Not to be outdone by other 2020 Democratic presidential contenders, Sen. Bernie Sanders (I-VT) announced Monday morning that he plans to introduce legislation to forgive the student loan debt of around 45 million Americans — a plan that will easily cost upwards of $1.5 trillion.

CNBC reports that Sanders announced the plan — tentatively titled “The College for All Act” — at a press conference early Monday, adding that Sanders plans to pay for the massive handout with a tax on “Wall Street,” though Sanders and his team revealed only a general outline of the tax plan.

Instead, Sanders mostly followed up on his proposal with a series of nonsensical tweets suggesting that since Congress approved other costly, objectionable government projects like the Wall Street bailout, that Congress could easily approve erasing student loan debt owed to the federal government.

The plan would go on, Sanders said, to include free two- and four-year degrees at public colleges and universities, in case any college-aged student were to miss out on the opportunity to help the federal government acquire more debt.

The plan also features a handful of sub-proposals, according to Vox Media, that operate as separate, though associated, handouts to students.

Sanders is proposing funding streams to states, tribes, and historically black colleges and universities (HBCUs) to allow them to eliminate undergraduate tuition and fees. The bill would also increase spending on work-study programs and build up federal grant programs for low-income students for additional costs related to getting an education, from housing and transportation to buying books.

- Material -
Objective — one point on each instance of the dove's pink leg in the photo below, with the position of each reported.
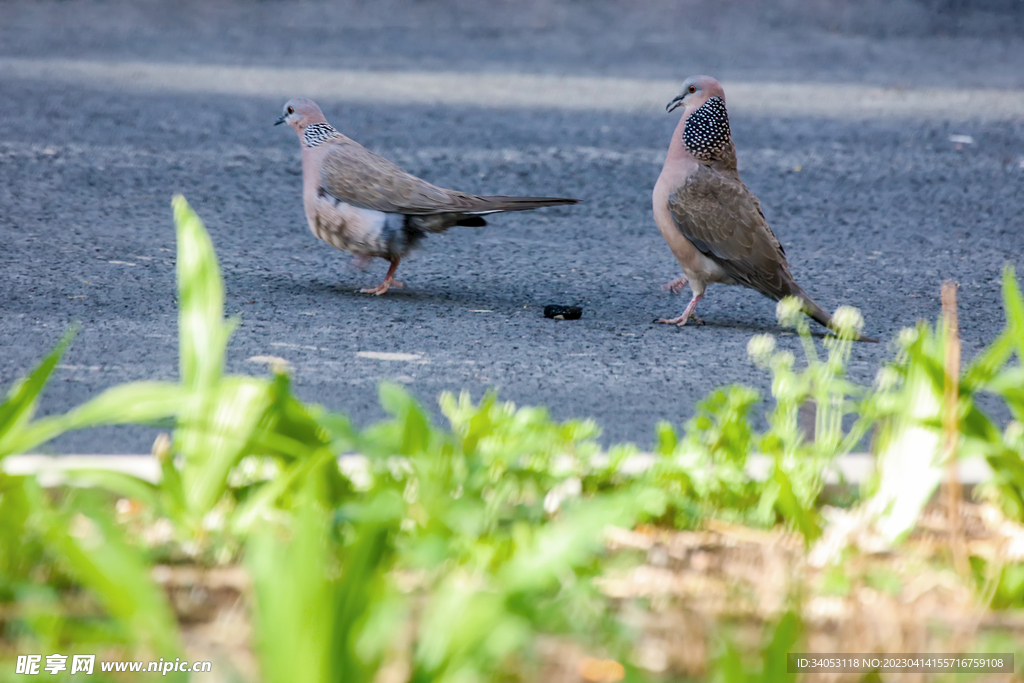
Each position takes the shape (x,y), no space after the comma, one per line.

- Task list -
A - Summarize the Sanders student debt article in two sentences.
B - Reproduce the part of the Sanders student debt article that opens with the words containing "Not to be outdone" and closes with "the federal government.".

- Final results -
A - Sen. Bernie Sanders announced that he plans to introduce legislation to forgive the student loan debt of around 45 million Americans, a plan costing upwards of $1.5 trillion that he would pay for with a tax on "Wall Street," though only a general outline of the tax was revealed. The plan would also provide free two- and four-year degrees at public colleges and universities, fund states, tribes, and HBCUs to eliminate undergraduate tuition and fees, increase work-study spending, and build up federal grants for low-income students' additional education costs.

B -
Not to be outdone by other 2020 Democratic presidential contenders, Sen. Bernie Sanders (I-VT) announced Monday morning that he plans to introduce legislation to forgive the student loan debt of around 45 million Americans — a plan that will easily cost upwards of $1.5 trillion.

CNBC reports that Sanders announced the plan — tentatively titled “The College for All Act” — at a press conference early Monday, adding that Sanders plans to pay for the massive handout with a tax on “Wall Street,” though Sanders and his team revealed only a general outline of the tax plan.

Instead, Sanders mostly followed up on his proposal with a series of nonsensical tweets suggesting that since Congress approved other costly, objectionable government projects like the Wall Street bailout, that Congress could easily approve erasing student loan debt owed to the federal government.